- _Information provided_

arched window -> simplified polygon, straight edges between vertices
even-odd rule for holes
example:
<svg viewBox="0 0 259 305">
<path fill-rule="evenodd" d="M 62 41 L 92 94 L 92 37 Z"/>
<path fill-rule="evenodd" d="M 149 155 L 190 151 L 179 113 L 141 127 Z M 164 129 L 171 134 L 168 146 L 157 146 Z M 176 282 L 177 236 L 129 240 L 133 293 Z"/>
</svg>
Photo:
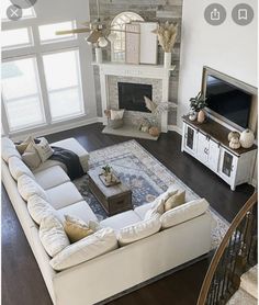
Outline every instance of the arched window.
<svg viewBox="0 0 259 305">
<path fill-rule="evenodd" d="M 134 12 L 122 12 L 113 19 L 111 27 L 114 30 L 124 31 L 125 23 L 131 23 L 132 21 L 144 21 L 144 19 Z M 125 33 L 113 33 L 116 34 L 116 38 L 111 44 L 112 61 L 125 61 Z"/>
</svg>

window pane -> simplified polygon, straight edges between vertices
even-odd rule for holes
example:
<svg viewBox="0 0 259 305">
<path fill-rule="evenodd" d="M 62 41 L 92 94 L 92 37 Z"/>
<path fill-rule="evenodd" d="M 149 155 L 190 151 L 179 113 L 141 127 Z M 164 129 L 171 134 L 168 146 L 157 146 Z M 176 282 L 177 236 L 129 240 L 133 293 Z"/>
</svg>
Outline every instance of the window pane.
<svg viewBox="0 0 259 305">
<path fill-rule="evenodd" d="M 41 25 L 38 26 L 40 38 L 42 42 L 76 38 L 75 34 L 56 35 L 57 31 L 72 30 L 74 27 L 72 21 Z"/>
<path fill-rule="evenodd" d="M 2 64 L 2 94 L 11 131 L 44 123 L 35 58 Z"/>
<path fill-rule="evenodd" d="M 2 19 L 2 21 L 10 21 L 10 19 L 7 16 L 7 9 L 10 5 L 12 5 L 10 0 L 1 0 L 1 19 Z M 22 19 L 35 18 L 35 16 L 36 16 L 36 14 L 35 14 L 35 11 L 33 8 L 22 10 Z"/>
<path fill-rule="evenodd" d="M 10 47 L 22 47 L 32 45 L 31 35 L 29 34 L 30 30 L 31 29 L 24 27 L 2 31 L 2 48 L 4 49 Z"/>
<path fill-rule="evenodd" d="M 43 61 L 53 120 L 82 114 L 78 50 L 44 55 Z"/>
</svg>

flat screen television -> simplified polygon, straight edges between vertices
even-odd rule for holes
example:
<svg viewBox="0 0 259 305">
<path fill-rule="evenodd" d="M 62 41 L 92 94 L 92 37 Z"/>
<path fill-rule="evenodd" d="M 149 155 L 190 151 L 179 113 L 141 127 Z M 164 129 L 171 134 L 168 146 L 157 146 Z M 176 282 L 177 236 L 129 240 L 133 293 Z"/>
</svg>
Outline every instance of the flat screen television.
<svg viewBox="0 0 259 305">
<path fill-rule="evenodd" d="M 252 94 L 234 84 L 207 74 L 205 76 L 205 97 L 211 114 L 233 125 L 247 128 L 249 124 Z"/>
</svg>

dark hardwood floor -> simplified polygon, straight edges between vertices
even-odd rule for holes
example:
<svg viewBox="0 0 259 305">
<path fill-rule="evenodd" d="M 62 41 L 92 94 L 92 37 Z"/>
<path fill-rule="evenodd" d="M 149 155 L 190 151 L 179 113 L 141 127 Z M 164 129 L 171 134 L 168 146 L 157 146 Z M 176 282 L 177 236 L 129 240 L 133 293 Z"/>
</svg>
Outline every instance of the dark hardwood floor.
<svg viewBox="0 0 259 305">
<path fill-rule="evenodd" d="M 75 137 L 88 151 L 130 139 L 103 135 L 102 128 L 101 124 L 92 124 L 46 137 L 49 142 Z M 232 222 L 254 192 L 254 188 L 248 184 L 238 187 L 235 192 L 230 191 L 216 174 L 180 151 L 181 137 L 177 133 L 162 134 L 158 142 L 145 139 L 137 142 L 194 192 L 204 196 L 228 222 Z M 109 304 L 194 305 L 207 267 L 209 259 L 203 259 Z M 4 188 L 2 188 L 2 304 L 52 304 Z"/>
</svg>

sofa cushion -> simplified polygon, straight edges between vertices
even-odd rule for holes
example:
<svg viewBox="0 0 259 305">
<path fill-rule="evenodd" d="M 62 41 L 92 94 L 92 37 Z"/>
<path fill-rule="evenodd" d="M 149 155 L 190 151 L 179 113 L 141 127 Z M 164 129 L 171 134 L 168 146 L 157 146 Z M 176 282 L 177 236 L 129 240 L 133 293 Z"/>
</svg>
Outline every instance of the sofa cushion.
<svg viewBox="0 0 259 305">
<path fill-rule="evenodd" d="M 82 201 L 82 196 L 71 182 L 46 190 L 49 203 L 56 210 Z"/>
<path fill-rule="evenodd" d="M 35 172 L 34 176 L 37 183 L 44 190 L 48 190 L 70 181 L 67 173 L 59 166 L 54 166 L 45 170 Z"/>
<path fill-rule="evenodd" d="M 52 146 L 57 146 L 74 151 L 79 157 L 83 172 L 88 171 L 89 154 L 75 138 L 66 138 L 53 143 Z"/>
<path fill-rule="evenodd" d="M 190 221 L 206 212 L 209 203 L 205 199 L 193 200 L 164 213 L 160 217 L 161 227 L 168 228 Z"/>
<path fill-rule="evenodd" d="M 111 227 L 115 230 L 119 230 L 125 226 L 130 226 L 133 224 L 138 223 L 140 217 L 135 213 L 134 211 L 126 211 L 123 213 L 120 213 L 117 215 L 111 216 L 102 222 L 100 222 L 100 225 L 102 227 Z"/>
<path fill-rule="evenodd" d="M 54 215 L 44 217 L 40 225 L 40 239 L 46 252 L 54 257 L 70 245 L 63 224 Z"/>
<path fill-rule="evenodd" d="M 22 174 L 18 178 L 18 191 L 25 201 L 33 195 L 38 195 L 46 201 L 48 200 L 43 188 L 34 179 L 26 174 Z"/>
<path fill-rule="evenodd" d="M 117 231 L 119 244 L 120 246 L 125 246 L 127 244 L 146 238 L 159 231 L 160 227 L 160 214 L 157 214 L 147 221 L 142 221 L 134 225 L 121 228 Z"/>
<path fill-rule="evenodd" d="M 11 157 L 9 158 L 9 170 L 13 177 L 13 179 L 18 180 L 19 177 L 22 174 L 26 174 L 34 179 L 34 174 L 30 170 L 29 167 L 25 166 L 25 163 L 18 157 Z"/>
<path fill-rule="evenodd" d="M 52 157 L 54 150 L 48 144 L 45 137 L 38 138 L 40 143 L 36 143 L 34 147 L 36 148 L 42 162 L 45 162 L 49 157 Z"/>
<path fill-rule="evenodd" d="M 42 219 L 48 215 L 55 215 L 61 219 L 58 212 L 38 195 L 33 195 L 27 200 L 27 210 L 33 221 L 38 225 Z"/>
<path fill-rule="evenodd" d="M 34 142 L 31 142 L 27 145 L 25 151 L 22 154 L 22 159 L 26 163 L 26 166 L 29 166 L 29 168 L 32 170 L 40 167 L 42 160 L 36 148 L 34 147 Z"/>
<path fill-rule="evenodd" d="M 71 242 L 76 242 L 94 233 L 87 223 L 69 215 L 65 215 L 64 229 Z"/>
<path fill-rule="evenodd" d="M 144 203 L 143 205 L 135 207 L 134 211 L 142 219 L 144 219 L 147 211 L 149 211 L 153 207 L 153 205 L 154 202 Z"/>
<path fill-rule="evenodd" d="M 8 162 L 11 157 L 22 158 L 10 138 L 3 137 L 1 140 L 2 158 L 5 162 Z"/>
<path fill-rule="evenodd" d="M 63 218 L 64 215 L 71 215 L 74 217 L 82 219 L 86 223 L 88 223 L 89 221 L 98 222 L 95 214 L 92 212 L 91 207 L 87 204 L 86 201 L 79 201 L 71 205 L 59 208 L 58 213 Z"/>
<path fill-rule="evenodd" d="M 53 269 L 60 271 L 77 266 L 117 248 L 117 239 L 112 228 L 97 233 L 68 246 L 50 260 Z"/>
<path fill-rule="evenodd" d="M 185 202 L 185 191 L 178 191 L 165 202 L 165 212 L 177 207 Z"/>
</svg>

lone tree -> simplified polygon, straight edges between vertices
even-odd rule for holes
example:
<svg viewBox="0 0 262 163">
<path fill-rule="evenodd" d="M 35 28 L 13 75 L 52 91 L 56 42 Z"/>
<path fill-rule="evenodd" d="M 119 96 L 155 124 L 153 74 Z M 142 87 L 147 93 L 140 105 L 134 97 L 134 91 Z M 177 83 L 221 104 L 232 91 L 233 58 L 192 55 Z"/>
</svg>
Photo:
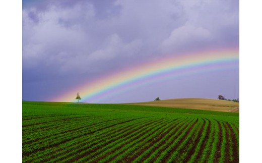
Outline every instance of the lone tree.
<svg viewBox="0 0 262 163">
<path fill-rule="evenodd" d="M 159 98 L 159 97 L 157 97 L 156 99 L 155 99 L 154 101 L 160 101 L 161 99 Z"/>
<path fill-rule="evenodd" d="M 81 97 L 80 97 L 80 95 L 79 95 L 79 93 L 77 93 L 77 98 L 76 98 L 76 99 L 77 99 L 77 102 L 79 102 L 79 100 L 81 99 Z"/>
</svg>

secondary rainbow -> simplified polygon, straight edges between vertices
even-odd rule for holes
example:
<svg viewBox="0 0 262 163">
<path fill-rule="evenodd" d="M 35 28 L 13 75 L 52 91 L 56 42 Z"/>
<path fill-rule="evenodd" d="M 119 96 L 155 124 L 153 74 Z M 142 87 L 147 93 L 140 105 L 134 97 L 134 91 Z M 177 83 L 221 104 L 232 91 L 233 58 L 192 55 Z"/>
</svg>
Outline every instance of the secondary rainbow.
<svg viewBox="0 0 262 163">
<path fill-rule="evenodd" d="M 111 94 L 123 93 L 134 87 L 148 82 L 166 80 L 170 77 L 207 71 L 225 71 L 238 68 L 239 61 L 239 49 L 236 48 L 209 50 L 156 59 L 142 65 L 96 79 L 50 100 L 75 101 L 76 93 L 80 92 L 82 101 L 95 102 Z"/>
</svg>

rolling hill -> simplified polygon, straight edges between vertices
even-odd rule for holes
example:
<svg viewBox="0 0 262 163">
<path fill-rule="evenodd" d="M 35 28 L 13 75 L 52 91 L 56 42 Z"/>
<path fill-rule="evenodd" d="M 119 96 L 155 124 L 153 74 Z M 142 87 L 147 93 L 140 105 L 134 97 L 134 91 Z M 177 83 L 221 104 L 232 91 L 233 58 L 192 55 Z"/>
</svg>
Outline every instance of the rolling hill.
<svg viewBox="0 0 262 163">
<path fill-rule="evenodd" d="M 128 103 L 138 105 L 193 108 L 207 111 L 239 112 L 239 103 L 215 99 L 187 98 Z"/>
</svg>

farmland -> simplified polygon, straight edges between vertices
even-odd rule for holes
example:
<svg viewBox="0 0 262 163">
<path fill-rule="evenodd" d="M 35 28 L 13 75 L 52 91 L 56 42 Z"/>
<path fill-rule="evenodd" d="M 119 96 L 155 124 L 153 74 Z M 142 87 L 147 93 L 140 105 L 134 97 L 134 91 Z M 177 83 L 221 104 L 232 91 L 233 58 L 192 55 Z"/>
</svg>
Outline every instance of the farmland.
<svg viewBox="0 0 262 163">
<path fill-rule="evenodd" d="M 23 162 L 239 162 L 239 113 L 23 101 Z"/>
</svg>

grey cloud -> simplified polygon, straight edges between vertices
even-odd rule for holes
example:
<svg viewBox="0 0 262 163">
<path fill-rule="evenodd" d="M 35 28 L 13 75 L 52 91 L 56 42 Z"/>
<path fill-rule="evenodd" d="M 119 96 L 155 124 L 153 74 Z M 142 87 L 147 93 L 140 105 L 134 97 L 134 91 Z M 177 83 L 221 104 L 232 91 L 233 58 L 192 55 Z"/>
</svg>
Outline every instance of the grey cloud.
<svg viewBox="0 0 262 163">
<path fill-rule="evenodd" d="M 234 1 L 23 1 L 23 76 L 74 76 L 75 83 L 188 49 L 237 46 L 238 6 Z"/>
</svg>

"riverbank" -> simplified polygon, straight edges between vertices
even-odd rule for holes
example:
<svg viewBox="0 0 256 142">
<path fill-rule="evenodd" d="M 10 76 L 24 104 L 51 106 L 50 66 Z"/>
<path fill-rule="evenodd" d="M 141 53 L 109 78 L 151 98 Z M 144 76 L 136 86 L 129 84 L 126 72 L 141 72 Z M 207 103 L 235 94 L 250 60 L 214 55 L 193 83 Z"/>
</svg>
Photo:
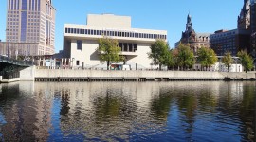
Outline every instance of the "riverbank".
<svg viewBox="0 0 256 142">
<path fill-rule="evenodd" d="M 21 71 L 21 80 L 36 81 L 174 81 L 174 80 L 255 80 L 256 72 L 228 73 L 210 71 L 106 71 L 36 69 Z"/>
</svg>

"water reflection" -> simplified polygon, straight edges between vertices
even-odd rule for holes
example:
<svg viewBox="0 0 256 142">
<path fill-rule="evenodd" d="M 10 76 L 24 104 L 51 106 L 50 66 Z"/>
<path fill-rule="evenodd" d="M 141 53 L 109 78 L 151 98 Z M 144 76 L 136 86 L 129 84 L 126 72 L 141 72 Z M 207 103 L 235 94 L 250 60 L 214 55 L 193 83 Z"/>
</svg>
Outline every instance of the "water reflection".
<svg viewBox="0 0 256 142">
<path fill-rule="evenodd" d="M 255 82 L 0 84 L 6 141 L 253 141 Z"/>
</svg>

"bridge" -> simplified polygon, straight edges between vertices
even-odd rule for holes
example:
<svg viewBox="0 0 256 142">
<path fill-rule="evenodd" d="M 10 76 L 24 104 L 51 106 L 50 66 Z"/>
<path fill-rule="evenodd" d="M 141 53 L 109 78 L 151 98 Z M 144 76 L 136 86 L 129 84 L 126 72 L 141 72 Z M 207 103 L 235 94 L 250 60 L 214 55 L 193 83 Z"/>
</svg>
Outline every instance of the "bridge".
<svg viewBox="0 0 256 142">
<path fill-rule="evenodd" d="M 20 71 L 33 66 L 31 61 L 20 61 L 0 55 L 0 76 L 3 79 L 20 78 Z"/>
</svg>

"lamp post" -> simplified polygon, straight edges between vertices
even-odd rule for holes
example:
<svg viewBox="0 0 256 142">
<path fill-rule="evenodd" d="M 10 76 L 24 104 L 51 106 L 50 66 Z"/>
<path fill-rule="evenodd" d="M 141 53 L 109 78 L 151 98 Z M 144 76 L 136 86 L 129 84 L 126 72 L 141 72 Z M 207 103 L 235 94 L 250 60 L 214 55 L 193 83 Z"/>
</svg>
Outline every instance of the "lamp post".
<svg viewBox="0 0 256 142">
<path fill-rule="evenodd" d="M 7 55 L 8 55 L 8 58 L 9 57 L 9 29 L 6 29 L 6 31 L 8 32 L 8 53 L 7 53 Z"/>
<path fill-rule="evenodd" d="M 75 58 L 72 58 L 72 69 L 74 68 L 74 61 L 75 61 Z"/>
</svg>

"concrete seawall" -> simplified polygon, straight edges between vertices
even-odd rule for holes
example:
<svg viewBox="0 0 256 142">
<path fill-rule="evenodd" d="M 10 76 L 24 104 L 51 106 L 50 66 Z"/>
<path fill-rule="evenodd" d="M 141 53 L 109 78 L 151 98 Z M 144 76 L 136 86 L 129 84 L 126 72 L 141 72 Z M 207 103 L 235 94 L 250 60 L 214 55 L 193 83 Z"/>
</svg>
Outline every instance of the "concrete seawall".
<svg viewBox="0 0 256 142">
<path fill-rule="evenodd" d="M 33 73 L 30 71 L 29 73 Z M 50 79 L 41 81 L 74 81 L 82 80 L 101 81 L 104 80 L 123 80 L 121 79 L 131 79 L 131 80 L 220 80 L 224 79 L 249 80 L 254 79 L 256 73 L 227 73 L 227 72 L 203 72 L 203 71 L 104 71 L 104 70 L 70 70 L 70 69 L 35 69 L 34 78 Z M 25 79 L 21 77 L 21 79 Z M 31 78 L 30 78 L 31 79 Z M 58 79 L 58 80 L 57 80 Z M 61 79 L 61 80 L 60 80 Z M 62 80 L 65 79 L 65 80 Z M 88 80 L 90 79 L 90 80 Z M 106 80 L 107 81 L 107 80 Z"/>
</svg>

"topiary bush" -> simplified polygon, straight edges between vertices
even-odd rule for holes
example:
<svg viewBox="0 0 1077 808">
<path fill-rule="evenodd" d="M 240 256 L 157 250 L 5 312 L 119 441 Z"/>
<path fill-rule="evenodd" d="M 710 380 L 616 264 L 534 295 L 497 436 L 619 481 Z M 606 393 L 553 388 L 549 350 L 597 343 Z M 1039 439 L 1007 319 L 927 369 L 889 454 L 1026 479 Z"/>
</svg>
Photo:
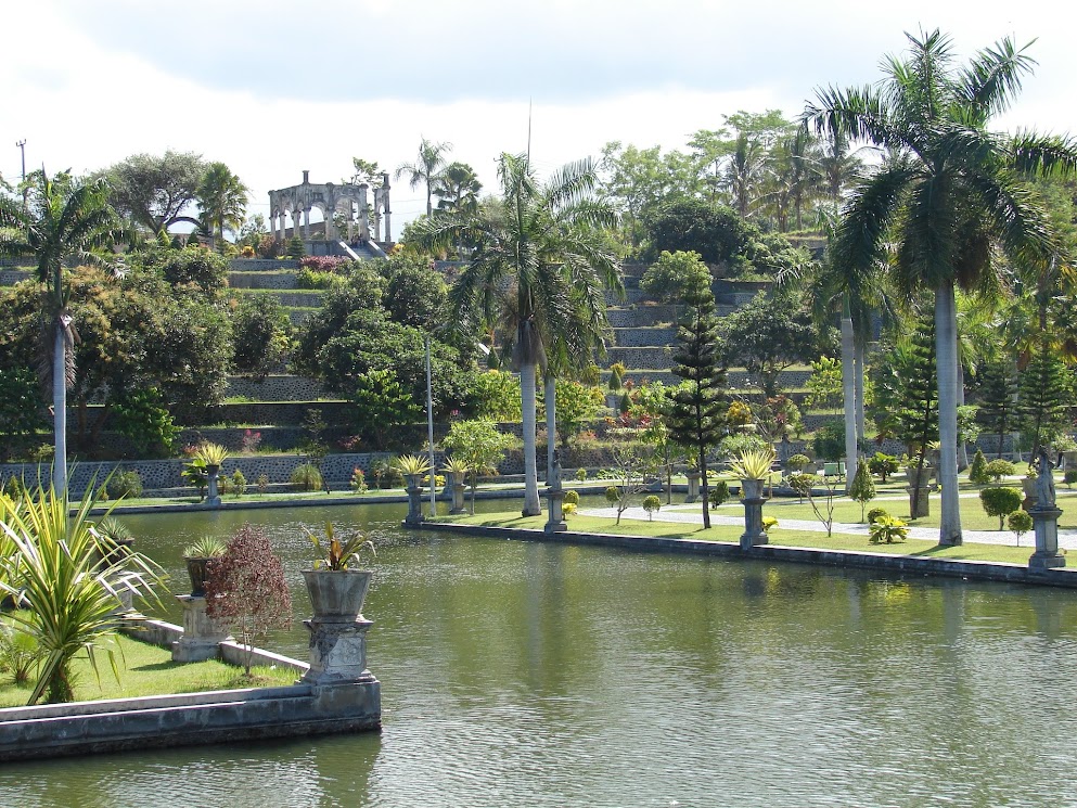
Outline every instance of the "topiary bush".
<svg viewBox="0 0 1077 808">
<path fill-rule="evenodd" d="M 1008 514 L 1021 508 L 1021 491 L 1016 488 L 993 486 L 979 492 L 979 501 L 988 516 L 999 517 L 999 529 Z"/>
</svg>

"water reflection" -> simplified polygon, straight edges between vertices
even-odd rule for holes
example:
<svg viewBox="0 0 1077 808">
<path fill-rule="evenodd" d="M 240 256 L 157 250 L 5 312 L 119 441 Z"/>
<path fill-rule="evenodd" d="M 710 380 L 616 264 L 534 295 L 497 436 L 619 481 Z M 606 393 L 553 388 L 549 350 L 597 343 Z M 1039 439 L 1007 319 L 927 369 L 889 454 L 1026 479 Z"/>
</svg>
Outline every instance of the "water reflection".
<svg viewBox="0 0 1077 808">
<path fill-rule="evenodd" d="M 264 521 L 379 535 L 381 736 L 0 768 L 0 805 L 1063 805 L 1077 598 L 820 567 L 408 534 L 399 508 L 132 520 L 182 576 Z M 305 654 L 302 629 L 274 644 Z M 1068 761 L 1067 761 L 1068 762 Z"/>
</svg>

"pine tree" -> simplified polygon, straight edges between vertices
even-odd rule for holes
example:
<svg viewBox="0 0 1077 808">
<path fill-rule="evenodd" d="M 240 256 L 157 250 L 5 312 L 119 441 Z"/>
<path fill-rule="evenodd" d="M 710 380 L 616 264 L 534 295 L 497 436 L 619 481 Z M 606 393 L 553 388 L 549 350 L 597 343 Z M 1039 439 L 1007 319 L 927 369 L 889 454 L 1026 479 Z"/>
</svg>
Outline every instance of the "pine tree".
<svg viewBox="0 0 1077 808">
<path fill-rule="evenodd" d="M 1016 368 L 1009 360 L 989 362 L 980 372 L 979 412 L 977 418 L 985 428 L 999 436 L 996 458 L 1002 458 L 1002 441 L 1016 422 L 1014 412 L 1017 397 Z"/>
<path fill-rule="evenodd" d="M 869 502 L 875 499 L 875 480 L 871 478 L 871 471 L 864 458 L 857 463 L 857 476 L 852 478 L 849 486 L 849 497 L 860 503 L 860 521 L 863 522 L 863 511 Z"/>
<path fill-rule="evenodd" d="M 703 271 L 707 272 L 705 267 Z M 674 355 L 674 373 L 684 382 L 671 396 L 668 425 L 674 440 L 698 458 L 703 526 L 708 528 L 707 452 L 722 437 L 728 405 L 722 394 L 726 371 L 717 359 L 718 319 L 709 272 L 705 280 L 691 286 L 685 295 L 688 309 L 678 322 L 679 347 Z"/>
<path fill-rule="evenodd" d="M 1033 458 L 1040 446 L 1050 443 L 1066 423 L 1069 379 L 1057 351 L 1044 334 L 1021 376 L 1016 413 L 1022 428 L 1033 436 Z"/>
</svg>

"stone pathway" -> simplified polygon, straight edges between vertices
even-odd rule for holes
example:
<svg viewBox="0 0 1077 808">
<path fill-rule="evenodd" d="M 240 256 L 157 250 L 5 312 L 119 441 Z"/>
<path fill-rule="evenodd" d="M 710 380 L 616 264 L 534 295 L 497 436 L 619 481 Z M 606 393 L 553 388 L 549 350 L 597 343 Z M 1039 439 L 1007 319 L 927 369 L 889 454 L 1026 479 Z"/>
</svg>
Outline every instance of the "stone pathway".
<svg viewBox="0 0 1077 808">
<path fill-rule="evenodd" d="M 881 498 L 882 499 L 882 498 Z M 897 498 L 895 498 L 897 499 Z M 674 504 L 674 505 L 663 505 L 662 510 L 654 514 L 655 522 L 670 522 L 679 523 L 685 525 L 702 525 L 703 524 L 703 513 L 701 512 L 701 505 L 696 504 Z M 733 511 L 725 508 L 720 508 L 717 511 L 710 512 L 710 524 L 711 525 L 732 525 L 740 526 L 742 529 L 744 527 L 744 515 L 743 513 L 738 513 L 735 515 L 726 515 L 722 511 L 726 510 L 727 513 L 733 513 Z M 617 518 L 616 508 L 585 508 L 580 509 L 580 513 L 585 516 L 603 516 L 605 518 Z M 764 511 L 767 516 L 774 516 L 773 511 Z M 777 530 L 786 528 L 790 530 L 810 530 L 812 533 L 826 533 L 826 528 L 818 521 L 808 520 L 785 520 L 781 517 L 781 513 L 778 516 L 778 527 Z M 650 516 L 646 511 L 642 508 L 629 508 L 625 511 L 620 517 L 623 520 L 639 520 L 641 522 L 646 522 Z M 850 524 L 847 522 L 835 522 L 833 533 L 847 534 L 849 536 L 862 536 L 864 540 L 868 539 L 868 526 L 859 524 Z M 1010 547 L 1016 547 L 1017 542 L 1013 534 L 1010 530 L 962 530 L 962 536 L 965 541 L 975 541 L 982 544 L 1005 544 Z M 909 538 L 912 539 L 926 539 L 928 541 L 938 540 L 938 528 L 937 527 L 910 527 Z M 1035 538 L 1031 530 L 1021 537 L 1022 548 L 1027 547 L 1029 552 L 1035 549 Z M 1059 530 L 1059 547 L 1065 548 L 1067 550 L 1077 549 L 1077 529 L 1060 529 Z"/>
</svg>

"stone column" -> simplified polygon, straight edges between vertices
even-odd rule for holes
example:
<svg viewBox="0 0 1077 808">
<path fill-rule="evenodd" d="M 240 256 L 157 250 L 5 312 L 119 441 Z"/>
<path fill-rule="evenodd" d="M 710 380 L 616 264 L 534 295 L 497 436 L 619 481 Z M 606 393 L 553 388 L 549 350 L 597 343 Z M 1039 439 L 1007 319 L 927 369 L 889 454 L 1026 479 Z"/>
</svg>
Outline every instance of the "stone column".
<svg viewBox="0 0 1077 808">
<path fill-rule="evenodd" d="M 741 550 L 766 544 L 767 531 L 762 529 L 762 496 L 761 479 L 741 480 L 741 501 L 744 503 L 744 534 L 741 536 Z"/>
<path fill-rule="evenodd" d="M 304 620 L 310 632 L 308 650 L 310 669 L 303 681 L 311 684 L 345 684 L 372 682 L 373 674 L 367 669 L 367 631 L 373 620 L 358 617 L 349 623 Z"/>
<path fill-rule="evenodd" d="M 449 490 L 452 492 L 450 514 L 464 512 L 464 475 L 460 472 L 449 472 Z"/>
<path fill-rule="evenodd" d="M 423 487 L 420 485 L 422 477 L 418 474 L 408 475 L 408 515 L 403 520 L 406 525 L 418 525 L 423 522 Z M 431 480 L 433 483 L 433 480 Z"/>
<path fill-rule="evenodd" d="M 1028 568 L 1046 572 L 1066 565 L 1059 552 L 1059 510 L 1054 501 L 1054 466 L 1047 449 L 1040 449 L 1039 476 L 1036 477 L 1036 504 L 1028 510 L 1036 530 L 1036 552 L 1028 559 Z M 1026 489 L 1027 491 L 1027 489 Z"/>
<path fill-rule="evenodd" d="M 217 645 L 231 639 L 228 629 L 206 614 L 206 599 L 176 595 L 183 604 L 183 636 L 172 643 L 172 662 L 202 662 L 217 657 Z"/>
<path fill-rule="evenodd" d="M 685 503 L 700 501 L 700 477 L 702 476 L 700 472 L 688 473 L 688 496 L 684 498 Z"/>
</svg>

- _Description of the task_
Extract every line of the records above that contains the string "dark". The match is case-sensitive.

- _Solution to this problem_
dark hardwood floor -> simplified polygon, straight edges between vertices
Outline every instance of the dark hardwood floor.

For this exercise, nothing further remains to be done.